Directions for this task
Count the lines in the items below that contain the string "pasta", treating uppercase and lowercase as distinct. Give only the number.

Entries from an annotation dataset
======

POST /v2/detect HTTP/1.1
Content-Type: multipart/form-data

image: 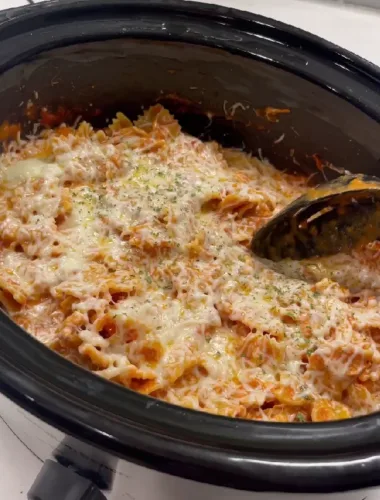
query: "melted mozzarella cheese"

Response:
[0,109,380,419]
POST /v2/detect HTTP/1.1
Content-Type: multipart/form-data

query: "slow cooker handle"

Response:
[28,460,107,500]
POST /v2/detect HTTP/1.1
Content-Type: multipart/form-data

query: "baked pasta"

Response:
[0,105,380,422]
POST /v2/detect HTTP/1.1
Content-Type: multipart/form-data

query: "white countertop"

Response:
[0,0,380,500]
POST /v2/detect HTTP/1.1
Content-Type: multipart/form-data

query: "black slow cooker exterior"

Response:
[0,0,380,492]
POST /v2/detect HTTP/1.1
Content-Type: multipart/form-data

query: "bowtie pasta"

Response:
[0,105,380,422]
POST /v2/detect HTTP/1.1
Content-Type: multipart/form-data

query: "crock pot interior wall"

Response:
[0,39,380,178]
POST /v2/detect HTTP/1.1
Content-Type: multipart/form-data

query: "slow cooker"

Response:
[0,0,380,500]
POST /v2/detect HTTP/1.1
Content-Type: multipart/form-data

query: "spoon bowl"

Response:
[251,175,380,261]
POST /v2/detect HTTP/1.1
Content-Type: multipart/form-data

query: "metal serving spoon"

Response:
[251,175,380,261]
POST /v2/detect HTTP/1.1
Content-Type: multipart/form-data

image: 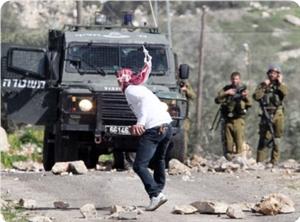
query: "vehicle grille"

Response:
[100,92,136,125]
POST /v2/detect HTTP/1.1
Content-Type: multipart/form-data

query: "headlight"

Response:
[63,95,96,114]
[78,99,93,112]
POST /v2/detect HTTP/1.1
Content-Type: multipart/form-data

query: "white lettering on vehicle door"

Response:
[2,79,46,89]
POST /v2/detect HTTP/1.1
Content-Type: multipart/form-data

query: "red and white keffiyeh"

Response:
[117,46,152,92]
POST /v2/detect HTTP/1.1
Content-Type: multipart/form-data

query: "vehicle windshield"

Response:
[66,43,168,75]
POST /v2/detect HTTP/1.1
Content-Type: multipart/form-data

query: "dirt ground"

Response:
[1,169,300,222]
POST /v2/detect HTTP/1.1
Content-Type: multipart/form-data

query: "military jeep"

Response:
[1,25,189,170]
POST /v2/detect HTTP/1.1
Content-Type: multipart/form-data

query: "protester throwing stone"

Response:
[117,47,172,211]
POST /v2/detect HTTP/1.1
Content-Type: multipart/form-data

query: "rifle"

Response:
[259,98,276,147]
[209,108,221,131]
[232,85,247,100]
[209,107,226,156]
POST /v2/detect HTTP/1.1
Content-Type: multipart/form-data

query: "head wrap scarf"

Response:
[117,46,152,92]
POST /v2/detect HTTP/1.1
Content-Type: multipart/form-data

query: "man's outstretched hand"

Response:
[129,124,145,136]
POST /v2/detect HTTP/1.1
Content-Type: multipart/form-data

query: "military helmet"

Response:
[267,64,281,74]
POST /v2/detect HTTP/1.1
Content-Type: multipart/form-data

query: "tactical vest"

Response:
[262,84,282,110]
[221,87,247,118]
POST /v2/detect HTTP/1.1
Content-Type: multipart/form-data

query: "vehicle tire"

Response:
[166,130,187,163]
[43,127,55,171]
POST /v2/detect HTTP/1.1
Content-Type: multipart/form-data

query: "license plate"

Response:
[105,125,131,135]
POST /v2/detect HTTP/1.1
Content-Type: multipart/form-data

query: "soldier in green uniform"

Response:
[180,82,196,153]
[253,65,287,164]
[215,72,252,159]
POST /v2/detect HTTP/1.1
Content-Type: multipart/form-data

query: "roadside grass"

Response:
[1,127,44,168]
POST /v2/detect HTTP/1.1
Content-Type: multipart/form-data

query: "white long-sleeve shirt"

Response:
[125,85,172,129]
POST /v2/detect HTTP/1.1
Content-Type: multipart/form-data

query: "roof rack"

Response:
[63,24,160,34]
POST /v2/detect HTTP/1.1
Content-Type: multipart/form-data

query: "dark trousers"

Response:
[133,124,172,198]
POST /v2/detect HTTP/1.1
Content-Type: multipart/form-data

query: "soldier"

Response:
[253,65,287,164]
[215,72,252,159]
[180,81,196,153]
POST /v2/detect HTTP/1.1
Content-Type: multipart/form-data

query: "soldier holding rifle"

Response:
[214,72,251,159]
[253,65,287,164]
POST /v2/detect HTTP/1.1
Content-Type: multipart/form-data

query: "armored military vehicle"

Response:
[1,20,189,170]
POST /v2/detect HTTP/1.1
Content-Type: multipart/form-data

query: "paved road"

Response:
[1,170,300,222]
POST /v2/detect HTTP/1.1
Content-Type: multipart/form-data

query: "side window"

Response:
[8,48,47,79]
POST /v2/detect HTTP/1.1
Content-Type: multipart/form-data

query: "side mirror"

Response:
[179,64,190,79]
[7,48,47,78]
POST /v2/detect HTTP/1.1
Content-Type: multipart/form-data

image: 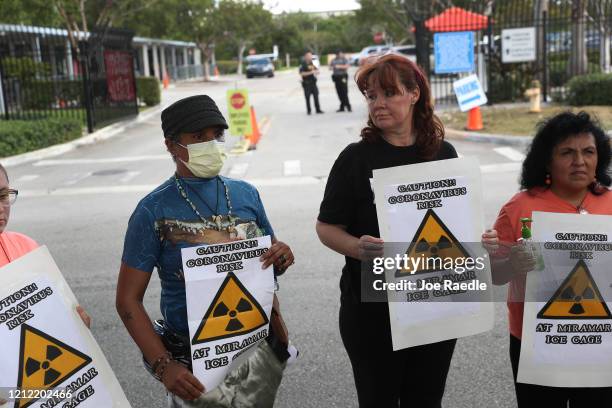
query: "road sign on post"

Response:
[502,27,536,64]
[227,89,253,136]
[434,31,474,74]
[453,75,487,112]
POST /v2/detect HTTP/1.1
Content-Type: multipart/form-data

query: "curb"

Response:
[0,106,165,167]
[444,128,533,147]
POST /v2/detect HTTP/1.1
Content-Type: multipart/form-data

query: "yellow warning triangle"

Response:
[538,260,612,319]
[395,209,470,277]
[191,272,268,344]
[15,324,91,408]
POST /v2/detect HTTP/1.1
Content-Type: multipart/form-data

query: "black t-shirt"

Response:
[318,139,457,345]
[300,61,317,84]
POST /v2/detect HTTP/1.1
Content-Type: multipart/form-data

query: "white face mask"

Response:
[177,140,227,178]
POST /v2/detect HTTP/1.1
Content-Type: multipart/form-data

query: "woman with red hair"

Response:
[316,54,457,408]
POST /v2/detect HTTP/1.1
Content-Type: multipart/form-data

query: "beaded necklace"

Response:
[174,174,237,234]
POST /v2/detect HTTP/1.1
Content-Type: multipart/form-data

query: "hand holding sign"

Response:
[161,360,205,401]
[510,244,536,275]
[358,235,384,261]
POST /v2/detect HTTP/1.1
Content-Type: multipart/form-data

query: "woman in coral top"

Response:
[482,112,612,408]
[0,165,91,327]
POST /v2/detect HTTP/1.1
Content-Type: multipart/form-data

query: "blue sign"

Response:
[453,75,487,112]
[434,31,474,74]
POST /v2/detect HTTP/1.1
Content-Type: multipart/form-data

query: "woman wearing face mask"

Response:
[0,164,91,327]
[116,95,294,407]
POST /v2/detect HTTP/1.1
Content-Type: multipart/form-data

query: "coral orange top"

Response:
[493,188,612,339]
[0,231,38,267]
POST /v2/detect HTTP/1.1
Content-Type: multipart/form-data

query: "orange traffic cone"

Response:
[247,106,261,150]
[465,106,483,130]
[162,70,170,89]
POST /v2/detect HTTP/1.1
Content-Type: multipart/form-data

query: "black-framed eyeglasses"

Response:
[0,188,19,205]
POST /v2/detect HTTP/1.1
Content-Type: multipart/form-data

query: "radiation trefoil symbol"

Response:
[14,324,92,408]
[395,209,470,277]
[538,260,612,319]
[191,272,268,345]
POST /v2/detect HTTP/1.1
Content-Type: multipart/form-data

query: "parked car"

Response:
[351,45,392,65]
[246,58,274,78]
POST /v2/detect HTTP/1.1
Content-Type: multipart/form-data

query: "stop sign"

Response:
[230,92,246,109]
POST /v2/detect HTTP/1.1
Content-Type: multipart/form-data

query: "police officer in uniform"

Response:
[300,51,323,115]
[329,51,351,112]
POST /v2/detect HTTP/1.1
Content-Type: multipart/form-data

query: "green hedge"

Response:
[211,60,239,75]
[0,118,83,157]
[567,74,612,106]
[21,80,83,109]
[136,77,161,106]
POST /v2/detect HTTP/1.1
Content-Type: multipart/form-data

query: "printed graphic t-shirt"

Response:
[493,188,612,339]
[122,177,274,335]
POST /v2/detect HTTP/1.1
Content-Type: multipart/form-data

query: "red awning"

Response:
[425,7,489,32]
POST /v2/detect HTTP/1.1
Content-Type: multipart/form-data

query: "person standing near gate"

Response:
[329,51,351,112]
[300,51,323,115]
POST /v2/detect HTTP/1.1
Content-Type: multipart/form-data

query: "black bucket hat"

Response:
[161,95,228,137]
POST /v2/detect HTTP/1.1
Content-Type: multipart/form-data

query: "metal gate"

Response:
[0,24,138,132]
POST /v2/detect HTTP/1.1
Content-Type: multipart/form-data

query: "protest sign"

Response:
[518,212,612,387]
[182,236,274,391]
[0,247,130,408]
[370,159,493,350]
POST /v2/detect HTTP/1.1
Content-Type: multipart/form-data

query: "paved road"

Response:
[3,68,521,408]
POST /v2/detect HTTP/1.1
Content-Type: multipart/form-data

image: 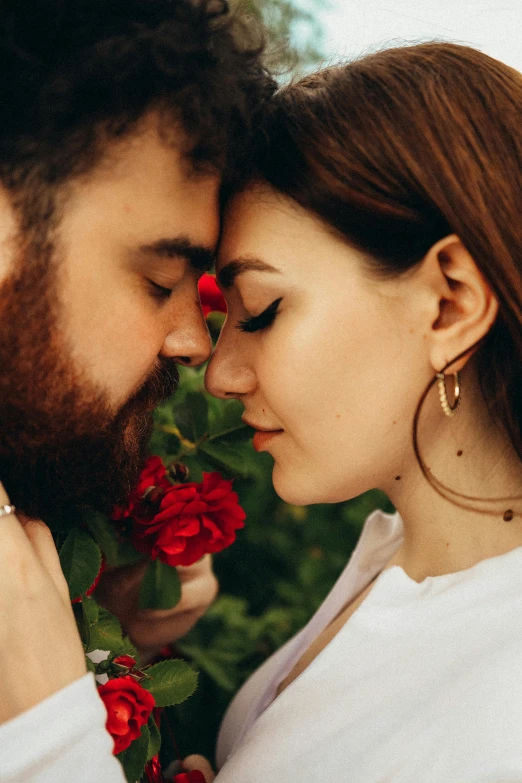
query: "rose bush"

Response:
[98,674,155,754]
[133,472,246,566]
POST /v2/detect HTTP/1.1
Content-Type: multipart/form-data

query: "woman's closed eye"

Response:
[236,297,283,333]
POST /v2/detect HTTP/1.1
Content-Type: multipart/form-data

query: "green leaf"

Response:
[147,715,161,761]
[139,560,181,609]
[174,392,208,443]
[87,514,118,566]
[140,660,198,707]
[116,726,150,783]
[60,528,101,599]
[181,645,236,693]
[82,599,138,660]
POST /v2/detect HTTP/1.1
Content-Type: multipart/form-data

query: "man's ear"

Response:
[424,234,499,373]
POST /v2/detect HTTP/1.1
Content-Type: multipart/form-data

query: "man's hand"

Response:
[94,555,218,664]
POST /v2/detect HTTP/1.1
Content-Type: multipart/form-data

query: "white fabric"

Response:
[0,672,125,783]
[216,511,522,783]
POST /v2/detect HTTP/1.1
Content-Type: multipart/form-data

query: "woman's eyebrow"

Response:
[217,256,281,291]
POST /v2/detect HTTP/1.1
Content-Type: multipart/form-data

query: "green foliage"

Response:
[79,598,139,659]
[139,560,181,609]
[141,660,198,707]
[116,726,150,783]
[60,528,101,599]
[147,715,161,761]
[236,0,324,70]
[151,369,393,763]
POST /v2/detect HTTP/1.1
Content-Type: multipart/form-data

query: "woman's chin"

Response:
[272,462,373,506]
[272,462,328,506]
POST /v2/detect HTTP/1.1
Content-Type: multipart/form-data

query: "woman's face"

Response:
[206,186,434,505]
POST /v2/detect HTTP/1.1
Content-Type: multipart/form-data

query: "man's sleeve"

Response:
[0,672,125,783]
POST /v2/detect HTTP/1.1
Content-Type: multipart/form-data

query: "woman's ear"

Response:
[424,234,499,373]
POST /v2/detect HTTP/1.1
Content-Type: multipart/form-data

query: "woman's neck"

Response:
[384,368,522,581]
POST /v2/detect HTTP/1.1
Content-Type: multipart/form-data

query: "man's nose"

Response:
[205,332,257,400]
[160,301,212,367]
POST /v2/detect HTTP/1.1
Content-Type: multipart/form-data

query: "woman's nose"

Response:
[205,324,257,399]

======

In response
2